## YOUR INSTRUCTIONS
With the images excluded, set down every line of the listing below exactly.
★ ★ ★ ★
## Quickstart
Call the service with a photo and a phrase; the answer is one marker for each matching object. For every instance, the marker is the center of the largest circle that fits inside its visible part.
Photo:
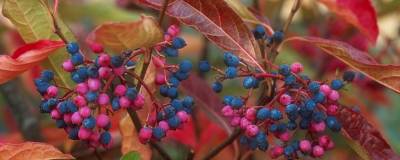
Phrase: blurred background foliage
(381, 106)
★ ★ ★ ★
## TASK RESULT
## Quickstart
Call the service with a photo and a phrase; the answer is one marker for each matching object. For every instance, the marker is the center of the largest circle that fits inside its visible part.
Photo:
Phrase: blurred background foliage
(381, 106)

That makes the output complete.